**What you need to do**
Give the data below again, word for word.
[[ Available data, beginning ]]
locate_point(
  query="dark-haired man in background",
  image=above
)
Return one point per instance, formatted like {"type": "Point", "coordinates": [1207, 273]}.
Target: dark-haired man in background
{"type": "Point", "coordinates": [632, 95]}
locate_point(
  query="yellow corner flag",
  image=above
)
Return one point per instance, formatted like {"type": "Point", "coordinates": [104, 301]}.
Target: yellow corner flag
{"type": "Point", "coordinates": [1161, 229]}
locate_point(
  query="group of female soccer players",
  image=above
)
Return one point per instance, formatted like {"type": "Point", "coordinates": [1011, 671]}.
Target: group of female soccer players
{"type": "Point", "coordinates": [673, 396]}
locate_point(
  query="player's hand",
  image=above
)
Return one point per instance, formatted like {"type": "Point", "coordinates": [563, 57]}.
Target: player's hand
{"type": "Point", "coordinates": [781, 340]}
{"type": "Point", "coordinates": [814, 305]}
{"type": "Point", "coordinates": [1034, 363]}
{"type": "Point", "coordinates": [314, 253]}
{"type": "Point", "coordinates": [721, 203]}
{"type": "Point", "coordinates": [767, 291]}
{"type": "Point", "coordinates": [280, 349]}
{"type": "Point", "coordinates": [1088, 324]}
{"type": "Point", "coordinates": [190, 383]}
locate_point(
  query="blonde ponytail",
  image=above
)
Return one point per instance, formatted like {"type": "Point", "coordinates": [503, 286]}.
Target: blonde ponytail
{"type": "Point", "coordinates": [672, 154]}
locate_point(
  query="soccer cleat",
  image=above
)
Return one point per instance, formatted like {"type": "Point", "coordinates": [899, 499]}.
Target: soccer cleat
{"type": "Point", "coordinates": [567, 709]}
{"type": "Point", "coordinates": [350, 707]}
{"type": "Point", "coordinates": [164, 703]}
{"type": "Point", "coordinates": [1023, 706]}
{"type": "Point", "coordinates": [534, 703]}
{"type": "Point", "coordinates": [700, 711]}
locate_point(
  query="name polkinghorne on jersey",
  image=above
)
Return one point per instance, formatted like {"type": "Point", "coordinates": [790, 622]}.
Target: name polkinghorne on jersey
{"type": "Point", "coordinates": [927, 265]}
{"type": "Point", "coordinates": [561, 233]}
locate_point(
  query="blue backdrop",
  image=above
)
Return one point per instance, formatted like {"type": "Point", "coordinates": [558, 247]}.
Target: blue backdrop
[[ Available data, end ]]
**Problem solution**
locate_point(
  query="dark-haired man in background",
  image=above
)
Return one point per instance, formatted like {"type": "Point", "coordinates": [1207, 273]}.
Target: dark-haired man in background
{"type": "Point", "coordinates": [632, 95]}
locate_point(
  query="yellow corner flag",
  image=above
)
Return one point per instance, formatted like {"type": "Point", "coordinates": [104, 301]}.
Target: yellow corner flag
{"type": "Point", "coordinates": [1161, 229]}
locate_point(
  query="group of female soccer players",
  image=above
)
Return one point per instance, formatted like {"type": "Point", "coordinates": [1011, 671]}.
Target: group of female soccer players
{"type": "Point", "coordinates": [673, 396]}
locate_point(
  query="player's hand",
  image=above
)
Return one point per instance, formatted like {"type": "Point", "coordinates": [563, 57]}.
Target: player's hand
{"type": "Point", "coordinates": [781, 340]}
{"type": "Point", "coordinates": [814, 305]}
{"type": "Point", "coordinates": [1034, 363]}
{"type": "Point", "coordinates": [314, 253]}
{"type": "Point", "coordinates": [721, 203]}
{"type": "Point", "coordinates": [767, 291]}
{"type": "Point", "coordinates": [280, 349]}
{"type": "Point", "coordinates": [1088, 324]}
{"type": "Point", "coordinates": [190, 383]}
locate_point(
  query="blonde ponytail",
  image=above
)
Return one point per instance, formatted like {"type": "Point", "coordinates": [503, 286]}.
Target: blonde ponytail
{"type": "Point", "coordinates": [672, 154]}
locate_point(
  query="soccer cleat",
  image=above
)
Return one point per instance, formatted like {"type": "Point", "coordinates": [899, 499]}.
Target: soccer cleat
{"type": "Point", "coordinates": [567, 709]}
{"type": "Point", "coordinates": [350, 707]}
{"type": "Point", "coordinates": [164, 703]}
{"type": "Point", "coordinates": [1023, 706]}
{"type": "Point", "coordinates": [534, 703]}
{"type": "Point", "coordinates": [700, 711]}
locate_point(
  query="name polkinghorne on jersey",
  image=above
)
Return one point per instance, formatted like {"type": "Point", "coordinates": [790, 622]}.
Target: name polkinghorne on jersey
{"type": "Point", "coordinates": [927, 265]}
{"type": "Point", "coordinates": [561, 233]}
locate_point(
  query="blue backdrop",
  image=above
)
Return one point per instance, formatted like {"type": "Point", "coordinates": [558, 247]}.
Target: blue backdrop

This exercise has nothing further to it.